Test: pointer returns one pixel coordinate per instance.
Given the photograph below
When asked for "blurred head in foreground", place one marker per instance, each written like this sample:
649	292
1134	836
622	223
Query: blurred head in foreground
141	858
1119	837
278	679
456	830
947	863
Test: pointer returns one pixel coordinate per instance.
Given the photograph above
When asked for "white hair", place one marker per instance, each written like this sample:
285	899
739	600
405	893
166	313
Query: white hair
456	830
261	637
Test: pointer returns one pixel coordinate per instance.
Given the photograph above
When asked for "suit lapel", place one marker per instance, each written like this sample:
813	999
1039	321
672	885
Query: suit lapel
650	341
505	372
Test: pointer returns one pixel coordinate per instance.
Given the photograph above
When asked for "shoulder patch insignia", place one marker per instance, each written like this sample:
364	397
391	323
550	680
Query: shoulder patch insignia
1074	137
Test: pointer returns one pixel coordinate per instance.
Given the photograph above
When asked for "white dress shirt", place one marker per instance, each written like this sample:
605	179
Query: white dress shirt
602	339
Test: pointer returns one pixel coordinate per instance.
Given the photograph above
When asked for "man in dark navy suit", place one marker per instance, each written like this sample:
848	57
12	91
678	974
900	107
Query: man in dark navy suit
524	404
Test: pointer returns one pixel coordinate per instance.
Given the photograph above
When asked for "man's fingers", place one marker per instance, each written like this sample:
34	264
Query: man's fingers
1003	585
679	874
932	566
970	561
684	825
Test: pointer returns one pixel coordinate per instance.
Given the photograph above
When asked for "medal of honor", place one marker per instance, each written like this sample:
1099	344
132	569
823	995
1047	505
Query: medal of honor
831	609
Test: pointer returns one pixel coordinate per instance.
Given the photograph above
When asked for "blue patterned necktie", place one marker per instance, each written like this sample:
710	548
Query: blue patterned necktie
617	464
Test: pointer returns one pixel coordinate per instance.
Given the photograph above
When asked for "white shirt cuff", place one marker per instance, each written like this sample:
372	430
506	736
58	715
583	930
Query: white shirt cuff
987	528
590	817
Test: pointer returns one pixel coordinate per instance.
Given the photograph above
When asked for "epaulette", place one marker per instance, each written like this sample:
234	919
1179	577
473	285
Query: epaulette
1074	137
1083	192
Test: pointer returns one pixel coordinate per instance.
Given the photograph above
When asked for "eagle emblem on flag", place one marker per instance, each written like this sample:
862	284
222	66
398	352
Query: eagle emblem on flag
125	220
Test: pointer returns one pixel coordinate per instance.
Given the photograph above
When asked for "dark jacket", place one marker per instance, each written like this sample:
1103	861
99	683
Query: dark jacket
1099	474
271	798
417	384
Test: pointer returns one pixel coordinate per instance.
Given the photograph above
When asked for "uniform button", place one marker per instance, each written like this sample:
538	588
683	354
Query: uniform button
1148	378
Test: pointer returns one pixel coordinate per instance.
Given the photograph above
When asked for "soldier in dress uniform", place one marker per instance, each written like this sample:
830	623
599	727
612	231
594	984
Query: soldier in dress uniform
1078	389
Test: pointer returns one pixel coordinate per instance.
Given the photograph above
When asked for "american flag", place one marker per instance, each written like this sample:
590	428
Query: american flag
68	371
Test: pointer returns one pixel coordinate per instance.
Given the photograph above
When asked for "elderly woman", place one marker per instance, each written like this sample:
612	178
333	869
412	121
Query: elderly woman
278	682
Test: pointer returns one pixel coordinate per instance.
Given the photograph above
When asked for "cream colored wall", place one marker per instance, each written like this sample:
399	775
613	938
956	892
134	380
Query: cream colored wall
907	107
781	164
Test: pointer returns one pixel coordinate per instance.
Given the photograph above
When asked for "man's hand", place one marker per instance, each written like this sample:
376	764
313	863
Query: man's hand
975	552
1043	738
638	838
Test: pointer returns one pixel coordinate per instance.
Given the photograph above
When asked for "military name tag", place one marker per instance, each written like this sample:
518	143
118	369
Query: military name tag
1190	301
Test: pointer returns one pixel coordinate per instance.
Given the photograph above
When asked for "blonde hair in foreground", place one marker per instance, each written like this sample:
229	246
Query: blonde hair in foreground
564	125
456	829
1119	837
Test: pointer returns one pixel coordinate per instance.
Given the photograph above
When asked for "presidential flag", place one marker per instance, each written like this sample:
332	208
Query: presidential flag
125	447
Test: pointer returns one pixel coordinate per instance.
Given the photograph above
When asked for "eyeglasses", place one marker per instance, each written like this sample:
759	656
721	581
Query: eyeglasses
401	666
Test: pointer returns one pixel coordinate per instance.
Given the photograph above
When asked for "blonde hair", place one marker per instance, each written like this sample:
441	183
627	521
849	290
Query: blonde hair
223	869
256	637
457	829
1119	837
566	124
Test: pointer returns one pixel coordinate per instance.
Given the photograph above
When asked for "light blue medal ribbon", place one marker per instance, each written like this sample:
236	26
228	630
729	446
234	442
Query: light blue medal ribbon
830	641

-*-*-

§ Problem to work on
Write each line above out exactly.

§ Result of this task
Test: pointer returns one pixel coordinate per instance.
Given the photograph below
When asked for "blurred head in foreground", place one marker per instance, each written like this sample:
649	292
1134	836
622	223
Query: blurred head in foreground
141	858
1119	837
278	679
456	830
947	863
Test: pointer returns one pixel coordinate per instance.
Given the photograph above
When asked for "white hair", place one marker per instance, each written like this sample:
285	899
739	600
405	893
166	313
Query: white hair
456	830
261	637
Test: pointer returns one pixel coordinate per instance.
Given the photograph above
When asked for "suit lapel", place one marker per instance, each written like this sample:
813	999
1039	321
672	885
Query: suit lapel
650	341
505	372
Test: pointer returns one pixel coordinate per instance.
Given the photograph above
When asked for "shoulder patch insignia", place one marker per instance, each written like this sample:
364	397
391	323
550	680
Query: shoulder patch insignia
1074	137
Test: pointer returns one pixel coordinate per instance.
Given the photograph above
When asked for "white dress shirt", place one marker per instance, each written like this sample:
605	179
Query: white dress shirt
602	339
Test: pointer returns one pixel coordinate per instance.
Given the photograph above
When asked for "man in dark navy suit", place one marker per instance, each written like this sample:
848	57
12	91
678	974
900	107
Query: man in dark navy suit
524	404
Test: pointer returns one pixel coordinate per instance.
Given the photograph above
When asked for "man's fingers", place one marker per instance, each written like this sample:
34	264
Query: man's fingers
1003	585
679	874
932	566
970	561
684	825
Test: pointer returns one pixel coordinate per instance.
Given the photograph above
When asked for "medal of honor", place one marker per instance, each written like this sample:
1099	344
132	569
823	995
1047	505
Query: medal of honor
831	609
Test: pointer returns one pixel coordinate per instance.
Given the photograph above
When asked for "blue patterned necktie", place one marker per instance, each written like this sample:
710	548
Query: blue patterned necktie
617	464
Test: pointer returns one pixel coordinate per instance.
Given the photograph above
When asked for "white shirt cuff", place one marker per instance, each written like this sample:
372	430
506	736
58	715
583	930
Query: white shirt cuff
987	528
590	817
Test: pointer returns one pixel coordinate per instance.
Given the photograph above
When asked for "epaulette", place one marker per instance, each written like this sample:
234	919
1179	577
473	285
Query: epaulette
1074	137
1083	192
Test: pointer returns one pixel coordinate per instance.
Given the photograph above
When asked for "eagle emblem on flag", place one marker per instance, each written like this sample:
862	284
222	66
398	352
Query: eagle emblem on flag
125	220
Test: pointer returns one pixel coordinate per instance.
Given the photograph above
When asked for "dark jacket", place one marker per instance, each written like this sample:
1103	861
99	683
Query: dark jacket
1099	474
271	798
417	384
Test: pointer returns one pixel coordinate per instance.
Given the photograph above
When asked for "uniform button", place one marker per instance, each written like this sample:
538	588
683	354
Query: uniform button
1148	378
Test: pointer returns one pixel coordinate per instance.
Given the photograph above
When asked for "soldier in dress uniform", place one marker per instance, each written like this sample:
830	623
599	727
612	231
594	984
Query: soldier in dress uniform
1078	389
Test: pointer returns one pixel coordinate per instance.
Given the photograph above
When asked for "american flag", place one marker per instance, each written like this sample:
590	428
Query: american flag
68	371
Test: pointer returns one pixel coordinate per instance.
Given the photograph above
When asked for "elderly woman", place one marker per instance, each written like this sample:
612	178
333	869
412	121
Query: elderly woman
278	682
Test: pointer returns one pixel coordinate per instance.
Given the photograph above
When asked for "cream colored wall", place one marker per instance, each written like this sample:
399	775
613	938
956	892
134	380
Query: cream colored wall
907	107
781	164
Test: pointer returns one pixel coordinate per instance.
Given the photograph above
When asked for "man's hand", place one marker per instance, each written like this sample:
376	764
313	863
Query: man's hand
975	552
1043	738
638	838
Test: pointer returns one pixel coordinate per instance.
Given the photograph above
When asked for "military name tag", place one marker per instance, each written like this sample:
518	143
118	369
Query: military name tag
1190	301
Test: pointer returns one pixel coordinate per instance.
Given the photograph above
When asked for "blonde hair in foreground", place one marker per instance, each written like this sample:
229	246
Query: blonde hair in foreground
564	125
456	829
1119	837
Test: pointer returns one pixel coordinate per instance.
Given the photograph above
When asked for "presidential flag", place one marker per instance, each written like this sample:
332	208
Query: presidential flag
125	447
Test: pointer returns one pixel coordinate per instance.
Given the photograph above
When asked for "eyeglasses", place one marker per instance, each written like this sample:
759	656
721	581
Query: eyeglasses
401	666
Test: pointer returns one pixel coordinate per instance.
Given the photograph above
When asked for "blonde hair", place one marker per instance, each written like this sample:
441	183
627	521
849	290
Query: blonde hair
223	869
256	637
457	829
1119	837
566	124
Test: pointer returns one pixel coordinate per instance.
Given the photograph above
When asked for "light blue medal ribbon", place one marker per instance, each written like this sample:
236	26
228	630
729	446
234	442
Query: light blue medal ribbon
830	641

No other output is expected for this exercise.